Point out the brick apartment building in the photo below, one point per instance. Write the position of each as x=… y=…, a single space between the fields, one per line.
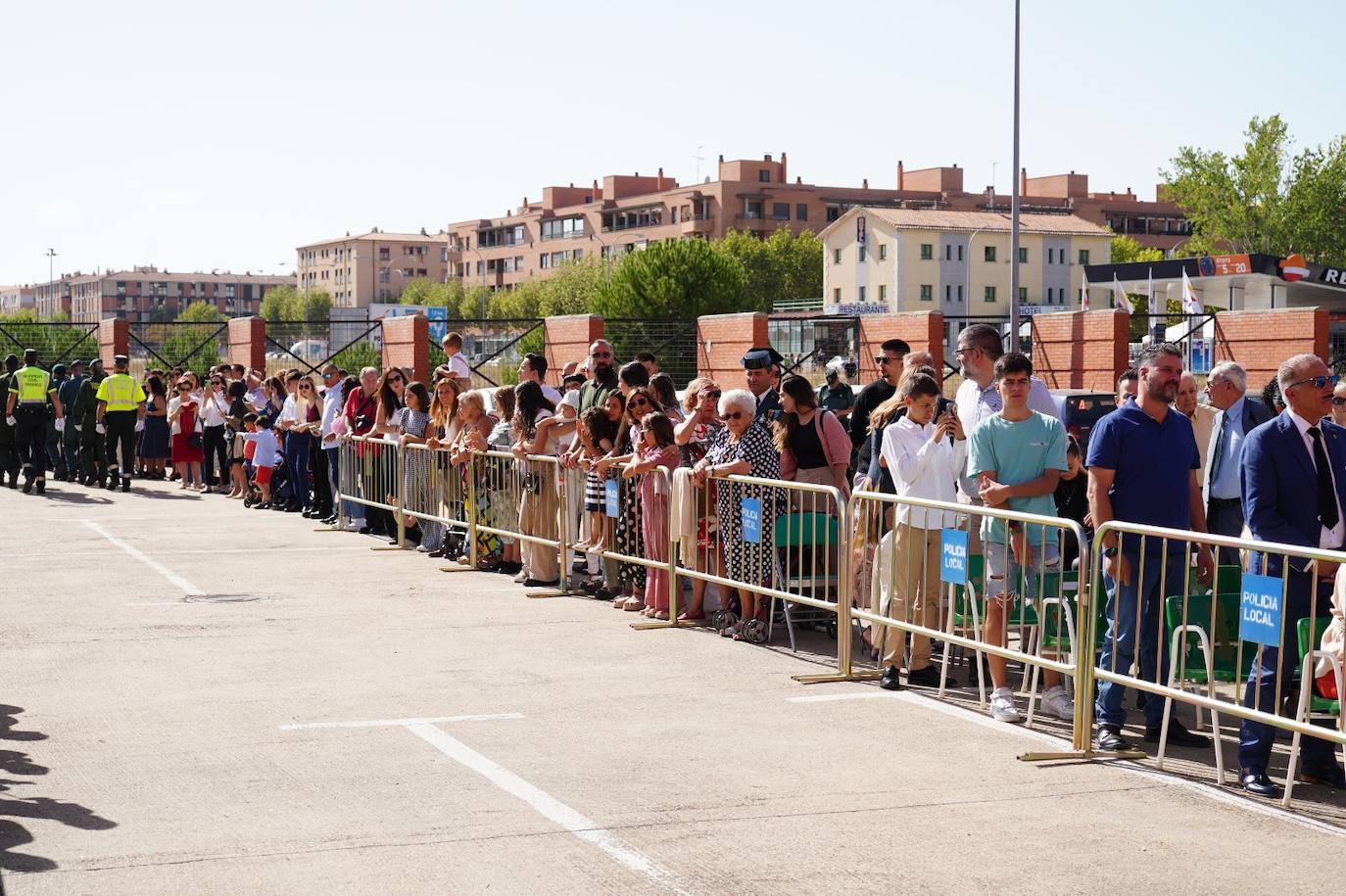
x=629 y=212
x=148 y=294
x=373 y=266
+ + + + +
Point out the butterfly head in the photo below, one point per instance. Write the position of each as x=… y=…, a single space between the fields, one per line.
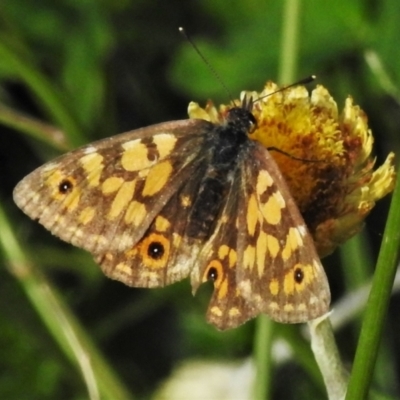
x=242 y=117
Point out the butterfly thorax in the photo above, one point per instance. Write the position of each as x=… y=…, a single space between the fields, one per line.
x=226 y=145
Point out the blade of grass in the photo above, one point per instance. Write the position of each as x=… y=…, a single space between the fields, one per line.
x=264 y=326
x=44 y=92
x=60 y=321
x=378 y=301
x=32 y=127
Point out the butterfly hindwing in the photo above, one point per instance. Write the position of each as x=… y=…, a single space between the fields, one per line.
+ + + + +
#### Written task:
Copy the material word for word, from the line containing "Point out the blade" through the line containing "Point out the butterfly hindwing", both of those lines included.

#### Worked solution:
Point out the blade of grass in the photo above, one point per instance. Write the position of each as x=… y=…, a single space between the fields, one per line.
x=264 y=326
x=44 y=92
x=60 y=321
x=378 y=301
x=32 y=127
Point out the butterfly hindwing in the photo above, one point per instance. Write the position of each as x=… y=…, a single space between the fields, one per line.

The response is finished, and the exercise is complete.